## Your task:
According to the benchmark update note, why do single-node `torch.distributed` runs now use `torchrun --standalone`?

-- Document start --

Benchmark: Update overlap and sharding matmul benchmarks (#19)

- Enable `computation-communication-overlap` and `sharding-matmul` in some configs through the existing PyTorch distributed mode. - Use `torchrun --standalone` for single-node `torch.distributed` runs to avoid fixed rendezvous port conflicts on 29500. - Update runner command-generation test expectation for the new single-node torchrun behavior.

Benchmark: Update overlap and sharding matmul benchmarks (#19)
- Enable `computation-communication-overlap` and `sharding-matmul` in some configs through the existing PyTorch distributed mode. - Use `torchrun --standalone` for single-node `torch.distributed` runs to avoid fixed rendezvous port conflicts on 29500. - Update runner command-generation test expectation for the new single-node torchrun behavior.

-- Document end --
-- Records start --

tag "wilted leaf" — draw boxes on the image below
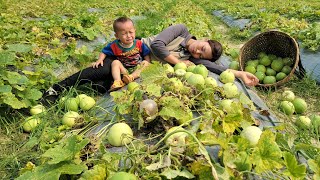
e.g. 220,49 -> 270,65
42,135 -> 90,164
308,156 -> 320,179
7,44 -> 32,53
17,161 -> 87,180
283,152 -> 306,179
0,85 -> 12,93
251,130 -> 283,173
146,84 -> 161,97
161,169 -> 194,179
0,51 -> 16,66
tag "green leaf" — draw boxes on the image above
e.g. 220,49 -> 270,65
2,93 -> 28,109
0,85 -> 12,93
42,135 -> 90,164
140,62 -> 168,86
308,156 -> 320,179
79,164 -> 107,180
251,130 -> 283,173
115,102 -> 132,114
222,102 -> 243,134
7,44 -> 32,53
24,88 -> 42,100
3,71 -> 29,85
0,51 -> 16,66
146,156 -> 171,171
283,152 -> 306,179
17,161 -> 87,180
146,84 -> 161,97
239,93 -> 256,111
159,96 -> 192,122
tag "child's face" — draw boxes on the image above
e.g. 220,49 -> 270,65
115,21 -> 136,45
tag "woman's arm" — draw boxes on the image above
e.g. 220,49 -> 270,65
190,58 -> 227,74
151,24 -> 192,64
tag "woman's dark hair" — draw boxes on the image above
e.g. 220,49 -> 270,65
113,16 -> 133,32
208,40 -> 223,62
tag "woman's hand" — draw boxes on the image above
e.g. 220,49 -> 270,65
92,59 -> 103,68
229,69 -> 259,86
180,60 -> 194,66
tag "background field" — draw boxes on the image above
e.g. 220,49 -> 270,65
0,0 -> 320,179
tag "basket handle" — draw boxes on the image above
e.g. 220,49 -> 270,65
295,43 -> 306,79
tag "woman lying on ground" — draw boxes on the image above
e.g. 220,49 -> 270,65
42,24 -> 259,103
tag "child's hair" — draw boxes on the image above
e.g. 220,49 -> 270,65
208,40 -> 223,62
113,16 -> 133,32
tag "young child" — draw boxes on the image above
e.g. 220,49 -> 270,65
92,17 -> 150,91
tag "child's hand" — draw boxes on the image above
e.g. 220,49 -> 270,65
92,59 -> 103,68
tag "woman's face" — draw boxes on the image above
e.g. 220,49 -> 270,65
188,40 -> 212,59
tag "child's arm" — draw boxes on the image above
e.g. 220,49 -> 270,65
144,55 -> 151,62
92,53 -> 107,68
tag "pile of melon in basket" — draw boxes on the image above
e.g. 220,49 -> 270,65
244,52 -> 294,84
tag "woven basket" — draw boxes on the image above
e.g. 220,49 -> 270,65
239,31 -> 300,87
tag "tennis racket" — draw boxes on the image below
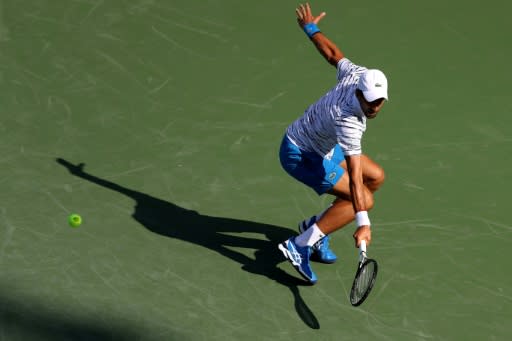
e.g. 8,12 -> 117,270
350,240 -> 379,307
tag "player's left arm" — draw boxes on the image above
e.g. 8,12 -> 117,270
295,3 -> 345,67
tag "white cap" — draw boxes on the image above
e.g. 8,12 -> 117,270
357,69 -> 388,102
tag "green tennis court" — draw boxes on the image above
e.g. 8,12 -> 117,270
0,0 -> 512,341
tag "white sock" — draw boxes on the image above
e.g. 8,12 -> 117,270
295,223 -> 325,247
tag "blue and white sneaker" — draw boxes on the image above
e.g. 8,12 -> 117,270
279,237 -> 318,284
299,216 -> 338,264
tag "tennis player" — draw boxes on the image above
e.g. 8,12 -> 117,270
279,4 -> 388,284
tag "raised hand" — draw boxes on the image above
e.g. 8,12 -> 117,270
295,3 -> 326,28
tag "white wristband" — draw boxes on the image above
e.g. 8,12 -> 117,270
356,211 -> 370,227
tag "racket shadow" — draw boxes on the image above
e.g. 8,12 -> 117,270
56,158 -> 320,329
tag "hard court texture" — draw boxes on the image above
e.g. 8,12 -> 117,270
0,0 -> 512,341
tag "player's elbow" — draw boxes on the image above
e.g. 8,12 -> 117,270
325,48 -> 344,67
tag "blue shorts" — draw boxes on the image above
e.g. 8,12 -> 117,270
279,135 -> 345,195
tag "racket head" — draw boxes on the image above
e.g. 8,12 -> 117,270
350,259 -> 379,307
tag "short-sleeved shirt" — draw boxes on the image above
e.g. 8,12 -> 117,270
286,58 -> 367,158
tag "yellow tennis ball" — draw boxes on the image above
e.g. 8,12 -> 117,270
68,213 -> 82,227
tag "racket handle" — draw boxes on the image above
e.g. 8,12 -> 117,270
359,239 -> 366,253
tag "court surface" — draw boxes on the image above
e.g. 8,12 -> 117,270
0,0 -> 512,340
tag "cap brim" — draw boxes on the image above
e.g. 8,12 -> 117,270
363,91 -> 388,102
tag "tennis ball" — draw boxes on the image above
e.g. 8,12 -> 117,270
68,213 -> 82,227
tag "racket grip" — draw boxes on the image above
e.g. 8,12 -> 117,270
359,239 -> 366,253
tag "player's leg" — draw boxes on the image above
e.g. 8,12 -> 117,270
317,154 -> 385,234
340,154 -> 385,193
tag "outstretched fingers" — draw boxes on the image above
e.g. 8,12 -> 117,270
295,3 -> 326,25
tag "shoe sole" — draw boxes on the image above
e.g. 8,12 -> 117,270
298,221 -> 338,264
278,243 -> 317,284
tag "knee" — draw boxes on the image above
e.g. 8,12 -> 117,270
365,191 -> 375,211
367,167 -> 386,192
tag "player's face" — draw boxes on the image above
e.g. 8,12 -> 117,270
357,92 -> 385,118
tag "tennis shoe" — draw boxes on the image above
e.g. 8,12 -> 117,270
299,216 -> 338,264
279,237 -> 318,284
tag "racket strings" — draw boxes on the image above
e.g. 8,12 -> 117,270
354,262 -> 375,300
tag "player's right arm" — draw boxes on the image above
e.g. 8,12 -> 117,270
345,154 -> 372,247
295,3 -> 344,67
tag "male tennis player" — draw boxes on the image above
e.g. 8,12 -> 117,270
279,4 -> 388,284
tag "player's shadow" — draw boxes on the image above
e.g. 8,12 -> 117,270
57,158 -> 320,329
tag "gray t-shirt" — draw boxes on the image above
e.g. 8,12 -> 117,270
286,58 -> 367,157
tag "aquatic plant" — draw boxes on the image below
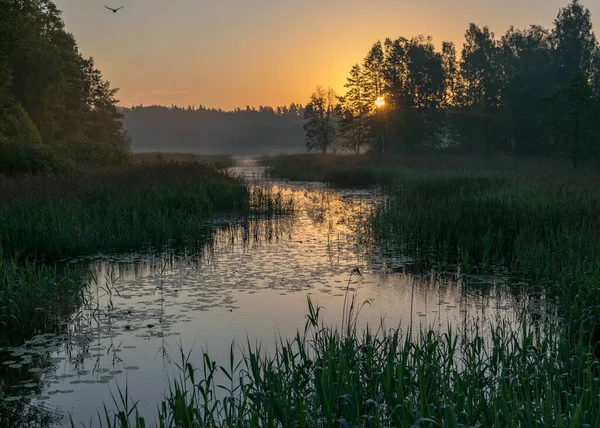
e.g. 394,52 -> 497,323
91,300 -> 600,427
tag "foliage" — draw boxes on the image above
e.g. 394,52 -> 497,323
92,299 -> 600,428
338,64 -> 376,154
328,0 -> 600,165
304,86 -> 337,153
121,103 -> 306,155
0,102 -> 49,174
0,0 -> 129,173
0,163 -> 251,260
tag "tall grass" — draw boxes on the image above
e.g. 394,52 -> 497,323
132,152 -> 235,169
92,301 -> 600,428
0,250 -> 83,345
261,155 -> 600,344
0,163 -> 251,260
0,162 -> 291,344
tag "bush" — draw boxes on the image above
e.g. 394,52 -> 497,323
0,103 -> 49,175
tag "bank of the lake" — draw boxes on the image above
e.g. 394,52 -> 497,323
0,155 -> 600,426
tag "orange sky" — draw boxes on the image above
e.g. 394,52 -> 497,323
55,0 -> 600,110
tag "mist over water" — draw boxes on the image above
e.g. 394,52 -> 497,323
0,157 -> 557,426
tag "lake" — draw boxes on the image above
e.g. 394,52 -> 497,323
0,158 -> 558,427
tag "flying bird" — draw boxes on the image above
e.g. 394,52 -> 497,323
104,5 -> 123,13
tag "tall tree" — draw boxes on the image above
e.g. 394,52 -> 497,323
546,72 -> 600,168
304,86 -> 337,153
451,24 -> 505,154
552,0 -> 598,84
339,64 -> 376,154
500,26 -> 557,155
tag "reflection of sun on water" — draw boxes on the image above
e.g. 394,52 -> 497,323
0,169 -> 564,422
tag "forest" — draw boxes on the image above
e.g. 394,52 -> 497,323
0,0 -> 129,174
121,103 -> 305,155
304,0 -> 600,166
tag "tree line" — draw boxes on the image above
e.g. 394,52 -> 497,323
122,104 -> 305,155
0,0 -> 129,174
304,0 -> 600,166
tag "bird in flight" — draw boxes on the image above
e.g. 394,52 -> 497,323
104,5 -> 123,13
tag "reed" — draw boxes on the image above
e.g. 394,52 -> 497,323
92,301 -> 600,428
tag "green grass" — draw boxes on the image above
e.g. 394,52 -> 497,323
92,299 -> 600,427
261,155 -> 600,348
0,163 -> 252,260
0,250 -> 83,345
132,152 -> 235,169
0,162 -> 293,344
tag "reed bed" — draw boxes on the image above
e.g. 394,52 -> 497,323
132,152 -> 235,169
0,250 -> 83,345
0,162 -> 293,345
0,163 -> 251,261
92,299 -> 600,428
261,155 -> 600,344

-- Records end --

## Response for this exercise:
Single-node `torch.distributed` runs now use `torchrun --standalone` to avoid conflicts on the fixed rendezvous port 29500.